Goal → Retype each line exactly. Skip images.

— START Data supplied —

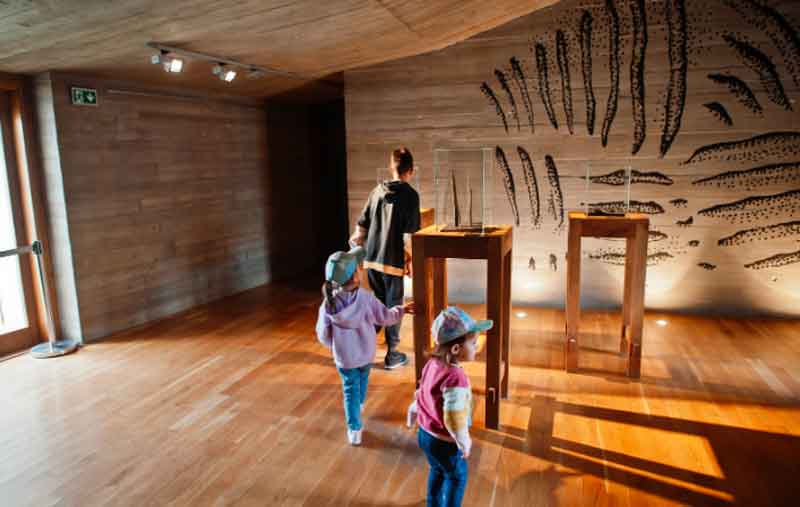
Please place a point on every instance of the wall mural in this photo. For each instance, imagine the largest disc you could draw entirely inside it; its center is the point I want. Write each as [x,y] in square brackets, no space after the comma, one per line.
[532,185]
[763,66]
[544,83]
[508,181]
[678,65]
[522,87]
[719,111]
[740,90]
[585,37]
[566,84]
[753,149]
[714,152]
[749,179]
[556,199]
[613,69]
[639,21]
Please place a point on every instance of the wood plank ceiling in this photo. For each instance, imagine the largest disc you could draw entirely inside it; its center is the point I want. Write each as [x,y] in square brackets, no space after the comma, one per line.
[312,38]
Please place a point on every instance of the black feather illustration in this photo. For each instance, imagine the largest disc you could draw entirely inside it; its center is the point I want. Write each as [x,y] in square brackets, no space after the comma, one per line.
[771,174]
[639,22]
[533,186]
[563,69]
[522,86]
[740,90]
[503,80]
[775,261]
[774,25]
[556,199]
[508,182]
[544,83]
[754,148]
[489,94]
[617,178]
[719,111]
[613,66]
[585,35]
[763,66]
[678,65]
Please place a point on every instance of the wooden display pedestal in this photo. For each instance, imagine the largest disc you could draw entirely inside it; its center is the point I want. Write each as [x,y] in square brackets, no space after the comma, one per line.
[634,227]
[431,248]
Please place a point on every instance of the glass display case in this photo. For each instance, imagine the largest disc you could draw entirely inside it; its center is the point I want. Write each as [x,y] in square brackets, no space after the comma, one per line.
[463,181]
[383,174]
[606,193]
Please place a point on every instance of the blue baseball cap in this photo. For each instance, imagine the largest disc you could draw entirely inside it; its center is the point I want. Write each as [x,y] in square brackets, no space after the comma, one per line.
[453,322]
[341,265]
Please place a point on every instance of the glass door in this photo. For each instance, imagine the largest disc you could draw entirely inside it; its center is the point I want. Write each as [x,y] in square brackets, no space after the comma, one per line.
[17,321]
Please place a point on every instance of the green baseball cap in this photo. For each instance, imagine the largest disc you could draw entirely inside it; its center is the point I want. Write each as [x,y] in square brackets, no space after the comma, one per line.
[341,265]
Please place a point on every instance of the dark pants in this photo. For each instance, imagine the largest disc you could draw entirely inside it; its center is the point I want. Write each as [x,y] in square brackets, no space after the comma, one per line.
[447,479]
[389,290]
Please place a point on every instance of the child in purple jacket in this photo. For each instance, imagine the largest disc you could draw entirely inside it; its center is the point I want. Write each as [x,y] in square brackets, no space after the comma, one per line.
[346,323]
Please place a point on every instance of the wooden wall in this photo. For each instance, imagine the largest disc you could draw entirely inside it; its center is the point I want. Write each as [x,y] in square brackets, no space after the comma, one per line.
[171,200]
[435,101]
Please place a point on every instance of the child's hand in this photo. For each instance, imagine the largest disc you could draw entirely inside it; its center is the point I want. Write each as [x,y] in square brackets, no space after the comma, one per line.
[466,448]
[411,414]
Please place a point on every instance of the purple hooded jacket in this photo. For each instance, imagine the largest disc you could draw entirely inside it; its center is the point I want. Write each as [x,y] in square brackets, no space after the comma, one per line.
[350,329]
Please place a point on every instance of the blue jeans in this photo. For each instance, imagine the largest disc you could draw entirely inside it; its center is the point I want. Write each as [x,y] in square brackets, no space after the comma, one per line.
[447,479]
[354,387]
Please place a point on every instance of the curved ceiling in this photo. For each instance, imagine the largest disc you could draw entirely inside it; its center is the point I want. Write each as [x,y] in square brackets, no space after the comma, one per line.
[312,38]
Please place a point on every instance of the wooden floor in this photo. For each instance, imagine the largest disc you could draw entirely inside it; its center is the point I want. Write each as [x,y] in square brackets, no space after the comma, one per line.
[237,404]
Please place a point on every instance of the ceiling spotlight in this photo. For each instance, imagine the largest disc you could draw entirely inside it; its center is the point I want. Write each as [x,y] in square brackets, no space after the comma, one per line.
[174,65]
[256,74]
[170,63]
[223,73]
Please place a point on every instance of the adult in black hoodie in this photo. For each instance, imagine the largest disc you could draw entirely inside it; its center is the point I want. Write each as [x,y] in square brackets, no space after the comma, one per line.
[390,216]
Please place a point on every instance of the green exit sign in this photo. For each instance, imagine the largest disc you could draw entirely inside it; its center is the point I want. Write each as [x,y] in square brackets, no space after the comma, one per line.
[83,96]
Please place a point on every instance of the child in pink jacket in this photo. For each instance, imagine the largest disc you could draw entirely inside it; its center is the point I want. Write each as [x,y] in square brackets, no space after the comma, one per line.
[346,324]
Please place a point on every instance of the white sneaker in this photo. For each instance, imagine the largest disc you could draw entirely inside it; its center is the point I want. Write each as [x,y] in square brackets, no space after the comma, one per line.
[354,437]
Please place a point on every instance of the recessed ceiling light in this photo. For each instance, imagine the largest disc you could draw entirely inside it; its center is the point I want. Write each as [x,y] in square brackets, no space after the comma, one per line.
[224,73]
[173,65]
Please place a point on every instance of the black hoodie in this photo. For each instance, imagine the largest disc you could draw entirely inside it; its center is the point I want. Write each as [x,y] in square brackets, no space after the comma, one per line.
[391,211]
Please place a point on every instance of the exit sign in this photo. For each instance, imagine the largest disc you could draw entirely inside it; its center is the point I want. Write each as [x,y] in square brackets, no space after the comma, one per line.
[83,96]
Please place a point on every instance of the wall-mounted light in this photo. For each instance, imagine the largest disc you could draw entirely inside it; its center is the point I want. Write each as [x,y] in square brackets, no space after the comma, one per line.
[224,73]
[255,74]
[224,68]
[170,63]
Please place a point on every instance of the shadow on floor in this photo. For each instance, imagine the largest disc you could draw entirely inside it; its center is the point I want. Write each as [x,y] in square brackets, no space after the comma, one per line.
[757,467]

— END Data supplied —

Answer →
Please place a point on every instance of the wall mural in this photo. For each instance, imagine the largest disc you could draw entirely inside it; its center is the point I want. Write each as [x,y] in square brackets, no space after the comma, one per line.
[532,185]
[763,66]
[544,83]
[508,181]
[678,65]
[522,87]
[719,111]
[740,90]
[585,37]
[566,84]
[753,149]
[714,152]
[749,179]
[556,199]
[613,69]
[639,21]
Please place a point on every instance of the wood plank ceiling in this photo. For each instance, imagine the largest disc you could draw entirely inside it; its center is the point I want. Write each as [x,y] in square brackets, no space after the comma, one per line.
[312,38]
Please place a point on every instance of the black feather illustration in this photo. For each instance, imagine the largest disc you could draw entirely inside it; its center is the point I want. Write each as [x,y] in square brackets, no space after the comma, one per line.
[771,174]
[639,22]
[533,186]
[563,69]
[522,86]
[740,90]
[503,80]
[775,261]
[774,25]
[556,199]
[508,182]
[544,83]
[754,148]
[489,94]
[617,178]
[719,111]
[613,66]
[585,35]
[763,66]
[678,65]
Please place a point on every instance of the wooden display pedestal in this photo. For each instance, imagine the largest disc you could draw entirely inside it; its center is the point I want. Write each as [x,y] in square brackets, no space after the comma, one per line.
[634,227]
[431,248]
Please place a point on every instance of the glass display case in this photo. For each instance, imagine the largest disc you could draw entirely inside it; its center is the point I want. Write each as [x,y] in square brackets, no space after the comma, one per line.
[463,181]
[383,174]
[606,193]
Please place a point on every instance of the blue baseball cap in this photo. For each instance, imagine the largest disc you could draw entirely inside it; its center is the point I want. Write each as [x,y] in square brackets, no space after the comma, one per line.
[453,322]
[341,265]
Please place a point on every instance of the glass door in this photo. For each instance, imagine the largest disc you could draw entirely inside it; its center is the point I want. Write each as [x,y] in square brackets, no space after the comma, one per line.
[17,321]
Please place a point on every instance of the green baseball cap in this photo. For each instance, imagine the largest disc you could draw entirely inside it; its center is the point I want. Write each as [x,y] in square brackets, no space after the comma, one per line.
[341,265]
Please place a point on every instance of the dark pants in this photo. For each instance, imagine the largest disc you could draw entirely inside it; its center is the point I want. Write each as [x,y] in square brackets, no space after the comma, one per line.
[447,479]
[389,290]
Please place a point on every instance of the child in purple jacket in this photo. For each instance, imagine the largest disc you could draw entirely inside it; its center is the point I want. Write each as [x,y] in square brackets, no space after the comma, one per line.
[346,323]
Please place a point on every instance of the wooden wall in this photo. For each instance, imagine the largest disc you could draw entirely inside it; its center is the point I want. Write each as [x,y] in square brackets, no space after the comma, one per line.
[171,200]
[435,101]
Please place a point on every instance of the child's hand in this photo. For each instance, imagine the largest disc you could draw entirely inside it; its center is the point I want. Write each as [x,y] in square brackets, no space after the comma, one per line.
[466,448]
[411,414]
Please place a point on every instance of the purple hooded jacket in this photo. For each instance, imagine the largest disc you could draw entirely inside it; its center is the point I want. Write each as [x,y] in square brackets, no space after the comma, one per line.
[350,329]
Please place a point on every instance of the blue jeans in this photo. For each instance, imagine the largest disc you could draw entirely inside it; its center is the point I want. Write each as [x,y] in square brackets, no space after the comma, one per line.
[447,479]
[354,387]
Please place a point on every instance of the curved ceiling in this photo. For each instance, imagine the largest disc you could draw entirely inside it; its center is the point I want. Write each as [x,y] in square brackets, no space after the comma, one per line.
[312,38]
Please place a point on every instance of the wooden floor in this photo. For each instance, imagine the largest disc you could draw entirely inside it; its center is the point I want. Write each as [x,y] in square brackets, no space after the comma, one per line.
[237,404]
Please place a point on every instance of the ceiling spotlight in this photo. For each instance, imagine the largest disc you could draw entirely inside it; its center is the point I want. Write each as [x,y] in square brackets, no space after the comma, one per line.
[174,65]
[256,74]
[170,63]
[223,73]
Please place a point on every instance of the adult in black hoodie in this photo. For each instance, imagine the largest disc you could draw entirely inside it; its center is the point I want. Write each as [x,y] in square brackets, no space after the comma, one per line.
[390,216]
Please place a point on every instance of the green exit sign in this photo. For each instance, imagine the largest disc you could draw entirely inside it; its center is the point I want. Write each as [x,y] in square brackets, no space after the comma, one per line.
[83,96]
Please place a point on every instance of the child in pink jacket in this photo. For each instance, imagine the largest disc you could draw entirely inside it; its center is the point I want. Write each as [x,y] in square brackets, no space after the comma, one per line.
[346,324]
Please place a point on every instance of the white sneaker in this photo. For each instance, imagine the largest disc you could draw entirely inside it; its center is the point I want. Write each as [x,y] in square brackets, no space after the comma, one per line.
[354,437]
Please place a point on every instance of the recessed ceiling light in this photo. For each instance, imagine the largest disc you could draw entirely inside it; its center is the point I want. Write each as [x,y] in square brackets, no space after the comma, one per line.
[224,73]
[173,65]
Please place a point on every instance of the black hoodie in this photo. For each instance, imagine the largest disc you could draw entirely inside it; its center is the point I want. Write each as [x,y] in square brackets, no space after the comma, one per line.
[391,211]
Please place a point on every instance of the exit sign in this photo. For each instance, imagine the largest disc you could draw entirely inside it; its center is the point I want. Write each as [x,y] in square brackets, no space after the comma, one per line.
[83,96]
Please place a point on every instance of the wall-mounted light in this photo. For each instance, imagine the largest disc you could draw entirely inside it; its center is the point I want. Write each as [x,y] in square brackets, no space after the comma, one per line.
[224,73]
[255,74]
[224,68]
[170,63]
Please place a point on every instance of the shadow on floor in this photo. For each instance, imagine the largest disc you could draw entirely inside it; its center is the point I want. Write each as [x,y] in square brackets, no space after the comma, one per line.
[757,467]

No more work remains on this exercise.